Your job is to copy all the entries precisely as they stand.

### Given data

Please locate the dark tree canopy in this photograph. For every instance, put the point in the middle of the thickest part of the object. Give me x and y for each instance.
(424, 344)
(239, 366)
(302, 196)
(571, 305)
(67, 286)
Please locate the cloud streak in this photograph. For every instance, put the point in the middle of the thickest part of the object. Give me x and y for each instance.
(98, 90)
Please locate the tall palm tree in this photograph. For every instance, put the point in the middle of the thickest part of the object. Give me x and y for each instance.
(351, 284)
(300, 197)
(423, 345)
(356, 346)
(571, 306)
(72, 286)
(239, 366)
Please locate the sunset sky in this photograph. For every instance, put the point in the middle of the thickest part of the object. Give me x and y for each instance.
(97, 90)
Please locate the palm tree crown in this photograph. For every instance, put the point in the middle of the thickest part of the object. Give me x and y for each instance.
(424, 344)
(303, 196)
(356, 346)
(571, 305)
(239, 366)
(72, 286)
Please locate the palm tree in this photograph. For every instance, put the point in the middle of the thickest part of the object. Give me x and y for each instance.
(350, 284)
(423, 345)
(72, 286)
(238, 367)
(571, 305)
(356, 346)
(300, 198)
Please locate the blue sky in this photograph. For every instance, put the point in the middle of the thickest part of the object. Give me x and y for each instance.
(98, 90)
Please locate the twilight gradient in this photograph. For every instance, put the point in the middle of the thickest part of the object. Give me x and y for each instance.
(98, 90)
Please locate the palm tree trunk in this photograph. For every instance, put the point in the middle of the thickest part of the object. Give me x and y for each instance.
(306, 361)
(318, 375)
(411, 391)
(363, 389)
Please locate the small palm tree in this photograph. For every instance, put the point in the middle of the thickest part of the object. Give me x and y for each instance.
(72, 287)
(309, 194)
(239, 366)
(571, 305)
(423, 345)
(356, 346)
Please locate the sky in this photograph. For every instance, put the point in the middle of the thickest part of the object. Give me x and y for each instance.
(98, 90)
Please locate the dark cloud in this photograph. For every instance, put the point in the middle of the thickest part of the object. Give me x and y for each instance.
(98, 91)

######

## Exercise answer:
Please locate the dark tree canopy in this photograph. For every instance, put the point in the middle of the thickest part of the object. Give me x and y for each instance.
(424, 344)
(239, 366)
(302, 196)
(571, 305)
(67, 286)
Please locate the cloud streak in this photograph. For every instance, put the point in the middle of the thickest part of the object. Give me x and y for each instance.
(98, 90)
Please locate the tall palm tree in this photograph. For every instance, put the point in the middle of the thickest part of the object. Give me x and y for each instance.
(351, 284)
(300, 197)
(423, 345)
(356, 346)
(571, 306)
(72, 286)
(239, 366)
Please locate the sunset sky in this photograph. For every instance, put the point in the middle of the thickest part of the object. Give me x and y for each instance.
(97, 90)
Please locate the palm tree crown in this photograph. For every instance, put the point in the middle of the thickest part of the object. Give me x and y for each instance.
(424, 344)
(303, 196)
(356, 346)
(571, 305)
(239, 366)
(72, 286)
Please locate the palm tree in this photograph. For every instance, put the point in the middle of the thickest part of the object. Give me x and y for each instance.
(350, 284)
(423, 345)
(72, 286)
(238, 367)
(571, 305)
(356, 346)
(300, 198)
Please locate the blue sky in this photograph. For every instance, put the point in the middle of the thickest part of the object. Give me x and y for each instance.
(98, 90)
Please locate the twilight gradient in this photograph. For every instance, put the point in the middle of the thickest part of the object. Give me x and y for each instance.
(98, 90)
Please locate the palm tree trunk in this photograph. For every instance, put the point in the middle of the thickest part of the object. Give me x and y for each instance.
(306, 361)
(318, 375)
(411, 391)
(363, 389)
Please locate the small palm tree in this photograph. For every instance, put the point in the middle of the thickest part of the object. Give me x and y for each instance.
(72, 287)
(309, 194)
(239, 366)
(571, 305)
(423, 345)
(356, 346)
Please locate the sky in this photograph. For every instance, put the point in the middle of the thickest part of the object. Give me x and y for each instance.
(98, 90)
Please locate the dark cloud in this photograph. For every instance, put the point in the middle of the thickest part of the object. Give me x and y for each instance.
(98, 91)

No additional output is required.